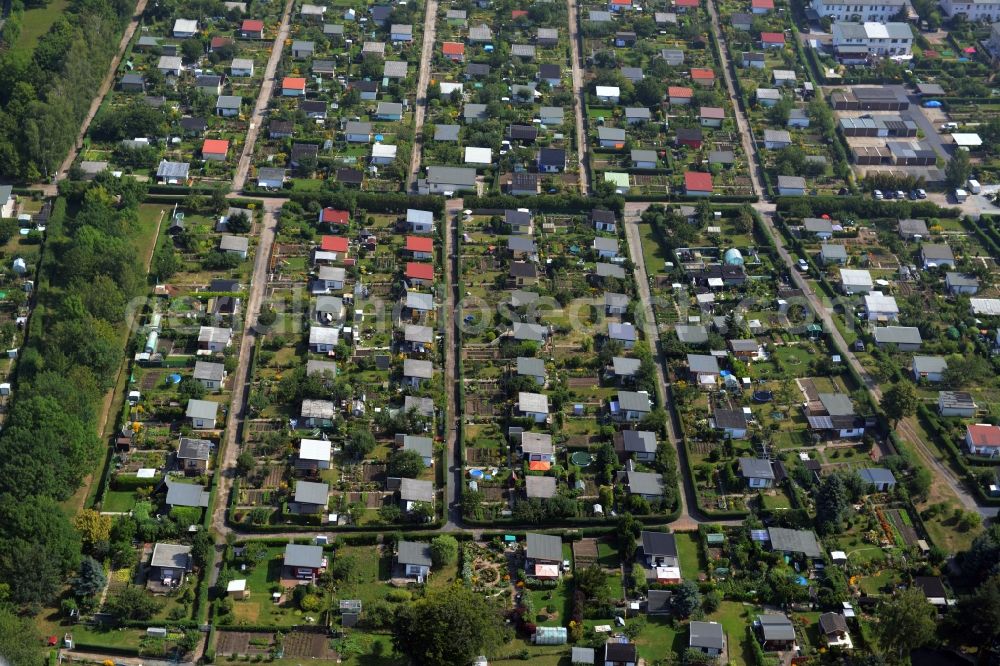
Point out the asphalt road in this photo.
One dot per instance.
(423, 80)
(582, 153)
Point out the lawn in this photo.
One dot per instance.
(873, 585)
(558, 599)
(36, 22)
(118, 501)
(689, 555)
(733, 616)
(658, 638)
(97, 636)
(607, 554)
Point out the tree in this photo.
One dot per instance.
(38, 538)
(359, 443)
(957, 171)
(444, 550)
(20, 643)
(900, 401)
(92, 526)
(687, 599)
(831, 503)
(979, 614)
(132, 603)
(406, 464)
(91, 579)
(627, 531)
(448, 627)
(906, 621)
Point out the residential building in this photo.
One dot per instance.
(872, 38)
(957, 403)
(879, 477)
(202, 414)
(758, 472)
(929, 368)
(707, 638)
(415, 559)
(905, 338)
(983, 439)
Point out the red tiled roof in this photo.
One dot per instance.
(697, 181)
(419, 271)
(215, 147)
(333, 244)
(981, 434)
(334, 216)
(419, 244)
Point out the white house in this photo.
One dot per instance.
(184, 28)
(314, 454)
(415, 558)
(534, 406)
(983, 439)
(241, 67)
(854, 281)
(972, 9)
(419, 221)
(323, 339)
(608, 94)
(864, 10)
(929, 368)
(202, 414)
(880, 39)
(758, 472)
(881, 307)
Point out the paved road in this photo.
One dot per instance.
(582, 151)
(260, 107)
(453, 475)
(50, 190)
(651, 333)
(229, 448)
(423, 81)
(742, 126)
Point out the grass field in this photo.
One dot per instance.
(689, 555)
(36, 22)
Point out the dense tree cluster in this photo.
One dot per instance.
(49, 445)
(45, 93)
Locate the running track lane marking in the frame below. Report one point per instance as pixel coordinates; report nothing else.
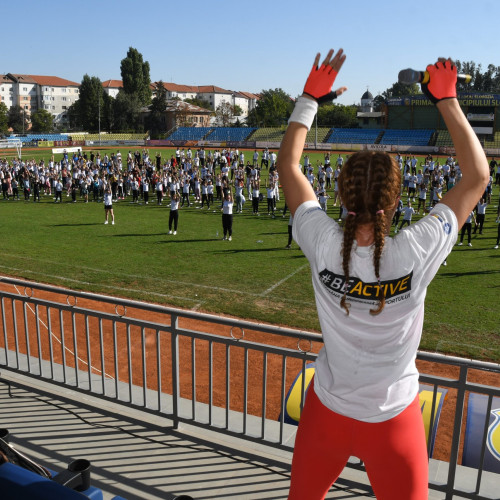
(57, 338)
(280, 282)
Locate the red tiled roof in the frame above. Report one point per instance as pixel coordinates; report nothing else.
(194, 89)
(115, 84)
(248, 95)
(174, 87)
(212, 89)
(53, 81)
(173, 105)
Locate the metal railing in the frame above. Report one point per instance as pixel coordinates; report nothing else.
(222, 374)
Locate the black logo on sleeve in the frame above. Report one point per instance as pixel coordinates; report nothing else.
(369, 292)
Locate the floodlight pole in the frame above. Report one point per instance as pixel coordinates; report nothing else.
(316, 131)
(99, 120)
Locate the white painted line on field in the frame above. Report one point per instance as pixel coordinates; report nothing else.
(160, 280)
(64, 278)
(280, 282)
(57, 338)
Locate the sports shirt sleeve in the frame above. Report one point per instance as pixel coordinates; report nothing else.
(311, 226)
(430, 240)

* [EXERCISE INSTRUCTIONS]:
Copy only the lines in the listing that contain "road".

* [TASK RESPONSE]:
Point out the asphalt road in this photo.
Point out the paved road in this photo.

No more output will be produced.